>> start Dataset

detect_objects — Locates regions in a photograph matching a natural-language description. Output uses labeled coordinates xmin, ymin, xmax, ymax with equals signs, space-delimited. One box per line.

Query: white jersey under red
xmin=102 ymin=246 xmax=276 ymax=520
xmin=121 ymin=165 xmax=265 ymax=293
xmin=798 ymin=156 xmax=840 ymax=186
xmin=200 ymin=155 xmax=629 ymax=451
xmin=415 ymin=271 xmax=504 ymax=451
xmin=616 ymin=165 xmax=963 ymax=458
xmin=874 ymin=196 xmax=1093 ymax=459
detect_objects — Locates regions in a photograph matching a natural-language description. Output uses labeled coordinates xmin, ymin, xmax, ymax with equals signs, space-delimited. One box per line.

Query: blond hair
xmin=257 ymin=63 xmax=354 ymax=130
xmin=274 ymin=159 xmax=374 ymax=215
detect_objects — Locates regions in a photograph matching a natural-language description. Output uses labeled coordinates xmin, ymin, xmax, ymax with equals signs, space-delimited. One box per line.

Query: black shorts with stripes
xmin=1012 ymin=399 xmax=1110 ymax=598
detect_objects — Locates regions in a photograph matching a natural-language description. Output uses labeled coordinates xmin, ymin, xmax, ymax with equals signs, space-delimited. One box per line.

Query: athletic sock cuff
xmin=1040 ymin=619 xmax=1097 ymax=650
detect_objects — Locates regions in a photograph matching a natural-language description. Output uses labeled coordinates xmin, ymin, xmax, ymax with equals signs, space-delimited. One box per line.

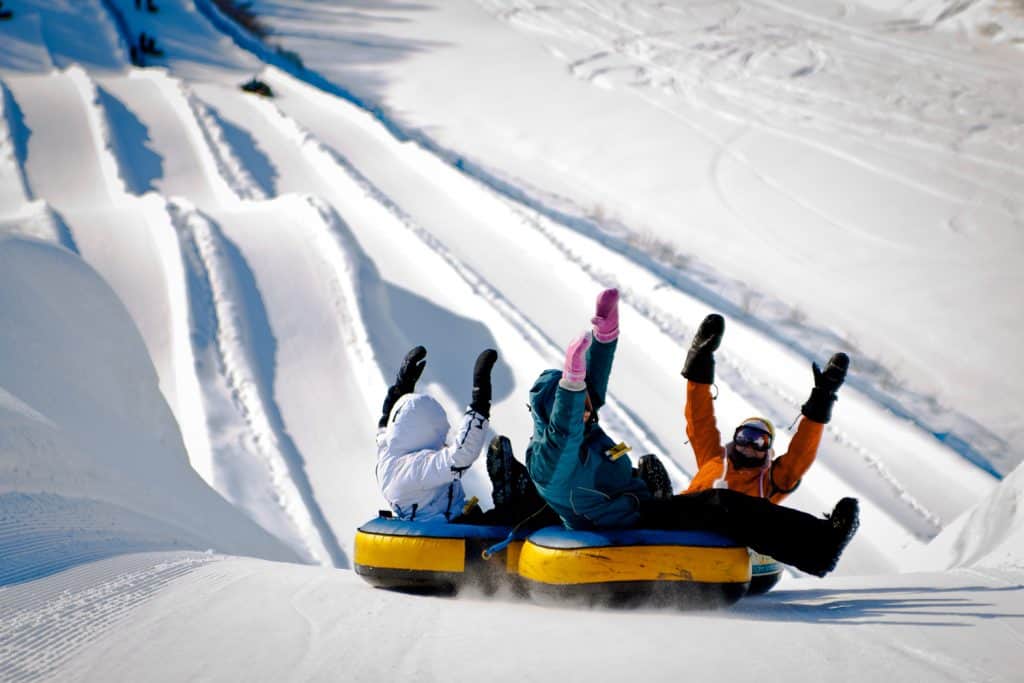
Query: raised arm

>> end Dataset

Short problem ▸
Write out the lines above word for word, but leave out the pictures.

Output for this task ▸
detect_objects — Locates regions in a photograph matching a natural-language description. Output uses labeled coordinates xmin, ymin, xmax, ymax with equals signs, space-delimited. One box per line.

Query: white jersey under red
xmin=102 ymin=246 xmax=276 ymax=520
xmin=121 ymin=165 xmax=265 ymax=293
xmin=798 ymin=156 xmax=840 ymax=186
xmin=200 ymin=155 xmax=629 ymax=451
xmin=415 ymin=271 xmax=504 ymax=451
xmin=616 ymin=165 xmax=963 ymax=458
xmin=874 ymin=196 xmax=1093 ymax=459
detect_objects — Locates regions in a photograph matching a natural-language description. Output uses labeled coordinates xmin, ymin, xmax, ymax with equals signs, space-delimited. One box per line.

Query: blond hair
xmin=257 ymin=63 xmax=354 ymax=130
xmin=274 ymin=159 xmax=374 ymax=215
detect_objects — Locates regions in a photograph matching a natural-language description. Output uses labeled coordinates xmin, ymin, xmax, ymax with equals signs, space-delimited. One box per line.

Query: black shorts with stripes
xmin=1012 ymin=399 xmax=1110 ymax=598
detect_objects — Locates regions in a photograph matching a natural-language description. Output uses labeled coordinates xmin, ymin, xmax, ymax with equals signs, space-delimited. One box per line.

Query: athletic sock cuff
xmin=1040 ymin=619 xmax=1097 ymax=650
detect_objects — Locates regions in a photograph matching a natural-language description. Output uses labeled coordinates xmin, ymin, xmax, ymax with equals signs, space-delimited. One box per line.

Query: raised arm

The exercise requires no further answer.